-- Provided passage follows --

Matt Austin

For the holiday season, I have returned to my home of the last twenty odd years in the Great White North. While I am here, I will be focusing some really fantastic artists and friends of mine working in Chicago.
First up from the Midwestern Metropolis is Matt Austin, a fantastic photographer whose series Wake deals with personal struggles experienced by his family. 
Geronimo Projects: How did you first become interested in photography?
Matt Austin: My younger brother, Jeff, first introduced me to “art photography.”
For the first 12 years of our lives, we passionately hated each other. Toward the end of my first year in college, he got in trouble with my mom because she read something he had written in his journal that she thought was inappropriate. So, as a punishment, he was then shipped to Iowa to spend time with me. I was studying Math Education in Davenport at a school called St. Ambrose University. I disliked almost every aspect of that first year of college with the exception of my Philosophy 101 course and a number of friends I had made. When my brother visited me, he had brought a camera with him and I asked him why he would need a camera to visit me in Iowa. He explained to me how a friend had gotten him interested in taking pictures and that he did it for fun, and I told him that was really weird. Because I had gone to a “college prep” high school, I had taken the opportunity of taking advanced courses of my choice that replaced the standard art classes. So, most art concepts were pretty foreign to me as I was pretty consumed with Calculus, Statistics, Physics, etc.
Anyways, at one point Jeff went out to take pictures on that visit and I went with him. He showed me how the camera worked and pointed out what he thought was interesting to photograph while I told him how much I hated Iowa. I had accumulated a good amount of money in Iowa from playing poker in the dorms and tutoring Calc to other students. A few weeks after my brother visited, I used that money to buy a camera at a big discount because my friend worked at Best Buy. I began taking pictures on my own and would show them to my brother whenever I saw him. On another visit of his (we had stopped hating each other at this point), he suggested that I check out the Columbia College open house because he was going that weekend and he said it looked cool, so I went with him. Having no art background (with the exception of grade school classes), I didn’t have much directed interest when I went to it; however, the first sentence of the opening lecture was “we’re not like any Iowa schools,” which was enough for me to drop my life in Iowa and try out art things. I started as a Graphic Design major because my mom works in design and I thought the genes would pass down some talent but it took me a week to realize that wasn’t necessarily true. But being that a pre-requisite class for Graphic Design majors is Photography, the switch happened naturally.

-- Provided passage concluded --
-- Records supplied follows --

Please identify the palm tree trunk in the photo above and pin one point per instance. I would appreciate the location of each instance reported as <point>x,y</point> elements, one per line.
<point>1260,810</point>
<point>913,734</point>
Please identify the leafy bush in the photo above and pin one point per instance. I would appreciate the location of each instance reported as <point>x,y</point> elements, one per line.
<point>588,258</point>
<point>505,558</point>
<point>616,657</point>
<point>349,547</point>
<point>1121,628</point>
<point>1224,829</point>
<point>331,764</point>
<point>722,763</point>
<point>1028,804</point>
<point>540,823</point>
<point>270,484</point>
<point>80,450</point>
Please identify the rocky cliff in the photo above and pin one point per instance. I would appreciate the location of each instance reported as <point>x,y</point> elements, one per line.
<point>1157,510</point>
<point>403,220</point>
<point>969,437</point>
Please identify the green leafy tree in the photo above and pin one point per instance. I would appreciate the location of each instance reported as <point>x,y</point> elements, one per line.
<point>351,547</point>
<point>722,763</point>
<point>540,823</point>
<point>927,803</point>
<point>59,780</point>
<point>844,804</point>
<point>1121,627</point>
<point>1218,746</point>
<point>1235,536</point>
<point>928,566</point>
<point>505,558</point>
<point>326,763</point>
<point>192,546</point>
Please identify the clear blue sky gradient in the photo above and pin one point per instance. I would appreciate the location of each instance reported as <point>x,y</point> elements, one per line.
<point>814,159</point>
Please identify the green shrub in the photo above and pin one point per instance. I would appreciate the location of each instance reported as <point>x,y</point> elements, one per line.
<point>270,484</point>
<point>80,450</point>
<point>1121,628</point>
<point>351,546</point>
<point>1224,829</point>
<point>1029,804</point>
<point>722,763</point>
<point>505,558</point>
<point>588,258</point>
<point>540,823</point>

-- Records supplied concluded --

Exercise aim: According to the interview with Matt Austin, what subject was he studying at St. Ambrose University? The lines are not needed for the task that comes next.

Task answer: Math Education.